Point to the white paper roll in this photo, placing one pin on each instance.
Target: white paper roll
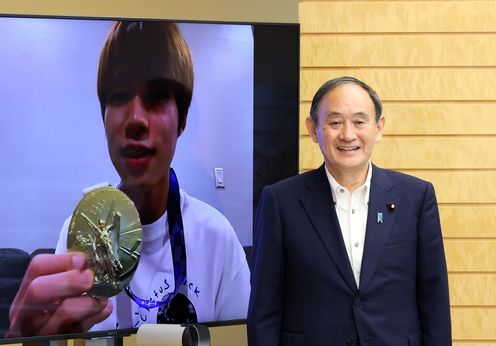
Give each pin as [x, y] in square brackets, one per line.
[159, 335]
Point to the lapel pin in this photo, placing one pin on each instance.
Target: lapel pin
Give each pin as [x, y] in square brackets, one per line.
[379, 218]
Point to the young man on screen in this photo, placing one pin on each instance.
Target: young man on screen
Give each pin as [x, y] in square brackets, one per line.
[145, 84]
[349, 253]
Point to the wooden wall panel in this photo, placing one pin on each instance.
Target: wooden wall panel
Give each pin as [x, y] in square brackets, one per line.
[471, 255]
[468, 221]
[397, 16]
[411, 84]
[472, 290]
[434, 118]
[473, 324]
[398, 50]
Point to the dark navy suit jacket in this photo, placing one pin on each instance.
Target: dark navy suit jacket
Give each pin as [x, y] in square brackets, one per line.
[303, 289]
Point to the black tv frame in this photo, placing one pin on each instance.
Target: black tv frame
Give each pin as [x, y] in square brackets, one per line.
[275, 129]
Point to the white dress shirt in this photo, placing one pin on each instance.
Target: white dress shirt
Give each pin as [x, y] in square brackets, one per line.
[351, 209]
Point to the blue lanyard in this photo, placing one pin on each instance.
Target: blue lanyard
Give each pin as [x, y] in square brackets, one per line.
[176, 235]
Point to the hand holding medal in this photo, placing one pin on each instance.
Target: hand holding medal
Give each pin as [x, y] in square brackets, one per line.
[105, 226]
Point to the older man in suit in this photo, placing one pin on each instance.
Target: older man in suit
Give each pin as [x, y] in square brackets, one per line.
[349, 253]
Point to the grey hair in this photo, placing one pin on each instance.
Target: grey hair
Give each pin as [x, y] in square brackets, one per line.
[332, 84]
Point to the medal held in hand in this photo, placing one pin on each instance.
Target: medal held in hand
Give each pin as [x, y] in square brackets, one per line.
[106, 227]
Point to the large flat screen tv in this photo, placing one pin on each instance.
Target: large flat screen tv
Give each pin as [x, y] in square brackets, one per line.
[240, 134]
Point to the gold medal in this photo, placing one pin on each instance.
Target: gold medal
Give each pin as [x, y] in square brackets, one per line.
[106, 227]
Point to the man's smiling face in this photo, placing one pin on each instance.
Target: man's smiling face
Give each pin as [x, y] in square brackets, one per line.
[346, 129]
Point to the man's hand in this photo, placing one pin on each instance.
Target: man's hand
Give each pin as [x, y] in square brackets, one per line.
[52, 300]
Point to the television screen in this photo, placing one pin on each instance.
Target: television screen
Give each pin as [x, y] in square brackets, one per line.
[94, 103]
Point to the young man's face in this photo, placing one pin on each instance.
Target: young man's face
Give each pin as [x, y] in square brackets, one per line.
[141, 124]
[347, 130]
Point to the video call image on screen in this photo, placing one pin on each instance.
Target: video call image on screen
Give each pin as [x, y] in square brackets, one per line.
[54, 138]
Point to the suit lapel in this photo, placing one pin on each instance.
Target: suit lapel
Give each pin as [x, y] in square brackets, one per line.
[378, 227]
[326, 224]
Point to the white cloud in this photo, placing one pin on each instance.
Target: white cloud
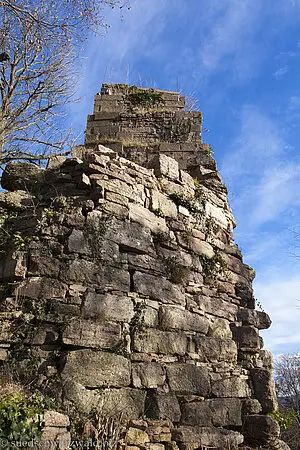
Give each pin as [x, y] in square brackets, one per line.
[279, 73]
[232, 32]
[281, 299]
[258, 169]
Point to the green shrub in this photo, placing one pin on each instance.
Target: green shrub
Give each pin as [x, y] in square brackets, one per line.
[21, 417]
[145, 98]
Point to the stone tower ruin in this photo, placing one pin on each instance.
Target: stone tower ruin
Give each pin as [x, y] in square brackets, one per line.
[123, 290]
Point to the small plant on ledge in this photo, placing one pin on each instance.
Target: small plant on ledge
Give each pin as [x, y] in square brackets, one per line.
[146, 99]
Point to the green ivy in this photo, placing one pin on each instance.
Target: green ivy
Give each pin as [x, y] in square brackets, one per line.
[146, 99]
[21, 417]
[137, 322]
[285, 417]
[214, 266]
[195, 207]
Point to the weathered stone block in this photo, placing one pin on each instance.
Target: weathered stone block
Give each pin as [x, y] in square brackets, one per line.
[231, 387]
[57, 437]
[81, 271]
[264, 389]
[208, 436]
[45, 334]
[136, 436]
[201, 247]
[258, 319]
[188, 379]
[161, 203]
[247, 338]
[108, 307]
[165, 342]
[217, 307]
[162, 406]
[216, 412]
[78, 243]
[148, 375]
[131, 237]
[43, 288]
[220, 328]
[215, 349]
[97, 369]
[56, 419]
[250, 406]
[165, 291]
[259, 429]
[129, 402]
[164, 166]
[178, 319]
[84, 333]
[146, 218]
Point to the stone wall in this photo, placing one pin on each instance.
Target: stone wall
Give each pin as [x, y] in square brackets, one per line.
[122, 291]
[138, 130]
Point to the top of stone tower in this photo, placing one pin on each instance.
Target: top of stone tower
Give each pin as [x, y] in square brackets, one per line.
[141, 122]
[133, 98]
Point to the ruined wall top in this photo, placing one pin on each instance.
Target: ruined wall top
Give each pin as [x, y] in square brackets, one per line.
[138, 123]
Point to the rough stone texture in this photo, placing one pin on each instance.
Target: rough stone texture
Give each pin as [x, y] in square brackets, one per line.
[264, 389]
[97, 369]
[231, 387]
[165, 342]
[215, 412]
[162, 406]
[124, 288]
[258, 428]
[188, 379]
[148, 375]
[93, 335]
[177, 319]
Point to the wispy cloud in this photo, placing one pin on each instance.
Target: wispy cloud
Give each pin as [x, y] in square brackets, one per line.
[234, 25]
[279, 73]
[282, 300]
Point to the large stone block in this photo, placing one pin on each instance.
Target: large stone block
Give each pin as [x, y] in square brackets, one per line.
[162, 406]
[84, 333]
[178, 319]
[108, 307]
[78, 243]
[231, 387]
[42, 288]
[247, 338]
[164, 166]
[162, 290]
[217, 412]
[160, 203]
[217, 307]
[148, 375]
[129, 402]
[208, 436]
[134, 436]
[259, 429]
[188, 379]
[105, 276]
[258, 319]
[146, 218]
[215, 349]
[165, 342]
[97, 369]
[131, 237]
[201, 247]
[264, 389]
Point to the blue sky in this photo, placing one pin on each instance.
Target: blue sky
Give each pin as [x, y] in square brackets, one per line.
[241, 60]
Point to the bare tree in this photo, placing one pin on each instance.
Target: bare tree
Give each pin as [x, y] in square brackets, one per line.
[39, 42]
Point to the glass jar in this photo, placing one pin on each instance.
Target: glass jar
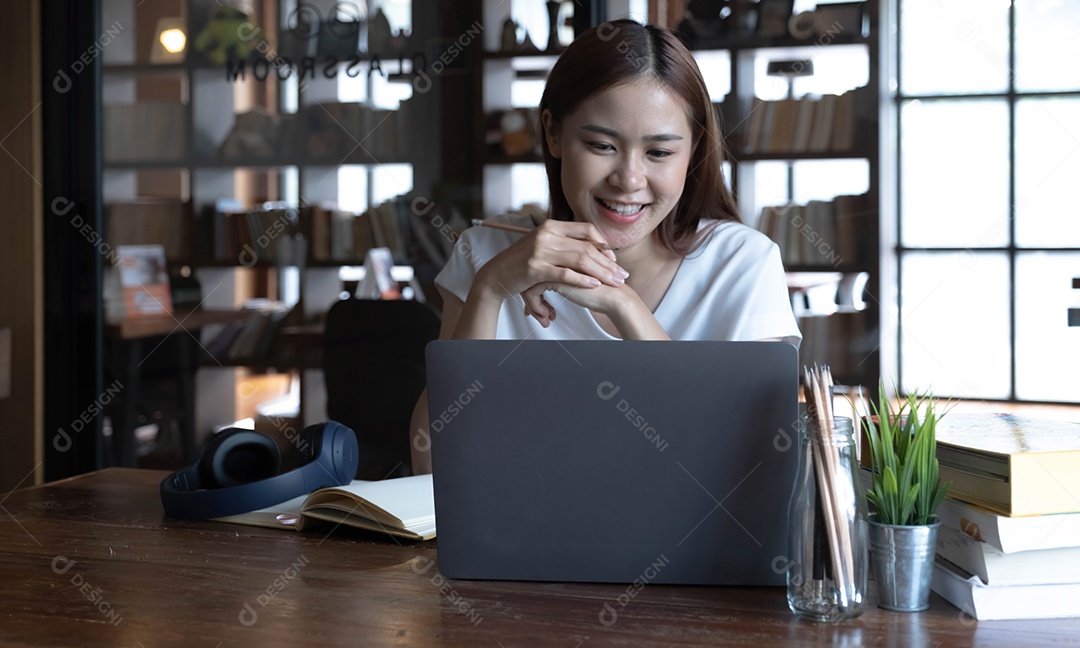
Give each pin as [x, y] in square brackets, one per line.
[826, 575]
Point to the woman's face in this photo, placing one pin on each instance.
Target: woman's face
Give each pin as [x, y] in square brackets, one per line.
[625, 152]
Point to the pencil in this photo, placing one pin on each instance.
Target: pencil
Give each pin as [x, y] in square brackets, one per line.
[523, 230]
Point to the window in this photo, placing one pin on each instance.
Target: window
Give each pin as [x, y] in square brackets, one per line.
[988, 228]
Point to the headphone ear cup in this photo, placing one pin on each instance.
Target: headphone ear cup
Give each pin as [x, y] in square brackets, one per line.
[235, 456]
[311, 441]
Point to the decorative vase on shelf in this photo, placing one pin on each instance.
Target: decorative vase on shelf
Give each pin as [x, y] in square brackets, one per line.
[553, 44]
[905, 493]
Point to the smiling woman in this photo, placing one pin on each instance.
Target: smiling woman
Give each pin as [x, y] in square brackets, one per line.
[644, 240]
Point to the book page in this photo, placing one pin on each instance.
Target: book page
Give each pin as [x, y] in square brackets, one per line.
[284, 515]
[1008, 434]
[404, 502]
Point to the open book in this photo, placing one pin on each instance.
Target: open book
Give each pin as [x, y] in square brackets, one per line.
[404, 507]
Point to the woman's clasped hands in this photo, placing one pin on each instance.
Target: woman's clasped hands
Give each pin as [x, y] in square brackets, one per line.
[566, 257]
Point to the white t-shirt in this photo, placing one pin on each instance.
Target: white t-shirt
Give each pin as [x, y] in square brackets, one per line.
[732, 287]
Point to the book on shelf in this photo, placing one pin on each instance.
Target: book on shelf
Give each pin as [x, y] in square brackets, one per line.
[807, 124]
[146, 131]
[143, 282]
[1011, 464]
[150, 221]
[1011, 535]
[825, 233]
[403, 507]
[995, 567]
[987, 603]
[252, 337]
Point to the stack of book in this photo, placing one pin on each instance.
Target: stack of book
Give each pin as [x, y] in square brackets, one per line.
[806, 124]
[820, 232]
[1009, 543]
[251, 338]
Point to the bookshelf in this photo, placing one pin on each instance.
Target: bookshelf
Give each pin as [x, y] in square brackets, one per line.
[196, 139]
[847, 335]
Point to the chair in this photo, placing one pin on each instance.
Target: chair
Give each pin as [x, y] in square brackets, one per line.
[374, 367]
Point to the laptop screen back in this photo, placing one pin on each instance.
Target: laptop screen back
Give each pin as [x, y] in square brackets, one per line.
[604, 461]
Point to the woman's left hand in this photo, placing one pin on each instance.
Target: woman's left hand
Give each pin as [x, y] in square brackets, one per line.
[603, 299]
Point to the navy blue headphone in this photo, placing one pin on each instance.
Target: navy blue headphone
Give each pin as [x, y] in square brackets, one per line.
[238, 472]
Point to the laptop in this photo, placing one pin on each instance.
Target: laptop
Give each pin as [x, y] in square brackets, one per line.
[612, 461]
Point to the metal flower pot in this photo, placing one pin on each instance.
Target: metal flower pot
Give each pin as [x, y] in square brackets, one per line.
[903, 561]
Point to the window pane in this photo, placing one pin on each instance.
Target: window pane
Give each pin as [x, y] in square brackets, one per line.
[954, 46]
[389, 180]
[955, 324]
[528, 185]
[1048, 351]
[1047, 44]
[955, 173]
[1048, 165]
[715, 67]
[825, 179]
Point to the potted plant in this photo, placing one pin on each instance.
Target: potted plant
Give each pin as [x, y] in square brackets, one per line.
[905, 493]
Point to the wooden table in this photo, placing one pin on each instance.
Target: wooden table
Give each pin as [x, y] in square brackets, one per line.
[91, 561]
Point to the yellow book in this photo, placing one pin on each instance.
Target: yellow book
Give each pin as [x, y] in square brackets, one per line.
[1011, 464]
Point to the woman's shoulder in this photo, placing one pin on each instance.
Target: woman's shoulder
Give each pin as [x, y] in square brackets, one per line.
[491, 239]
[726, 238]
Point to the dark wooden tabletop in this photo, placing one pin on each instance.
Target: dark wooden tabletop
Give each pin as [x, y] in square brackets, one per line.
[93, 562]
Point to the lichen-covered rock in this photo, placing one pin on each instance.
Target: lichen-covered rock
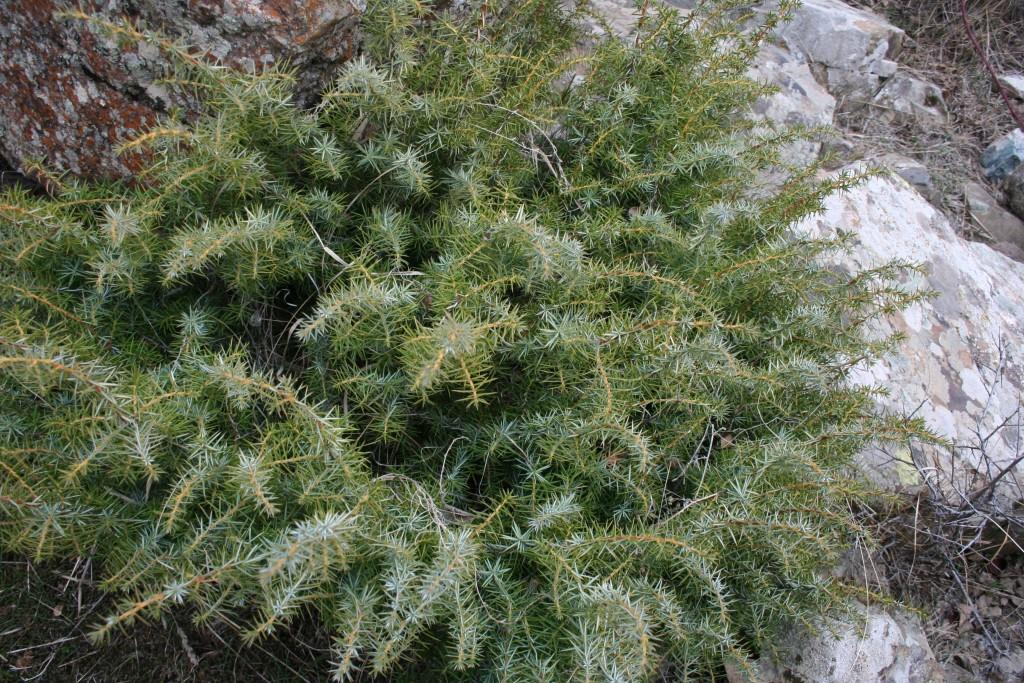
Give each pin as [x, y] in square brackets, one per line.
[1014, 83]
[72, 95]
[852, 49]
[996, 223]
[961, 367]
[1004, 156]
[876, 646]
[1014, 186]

(What the task requires):
Take the records above and return, word for word, only the lines that fall from the line with "Point to the window pane" to the line with "Target: potted plant", both of them included.

(Exercise output):
Point to the window pane in this photo, placing one pin on each instance.
Target: window pane
Give each pin as [x, y] in square brackets, one per line.
[954, 46]
[389, 180]
[955, 324]
[528, 185]
[1048, 351]
[1047, 44]
[955, 173]
[1048, 165]
[715, 67]
[825, 179]
Point to the potted plant in this photo, placing one pin on each instance.
Target: potted plant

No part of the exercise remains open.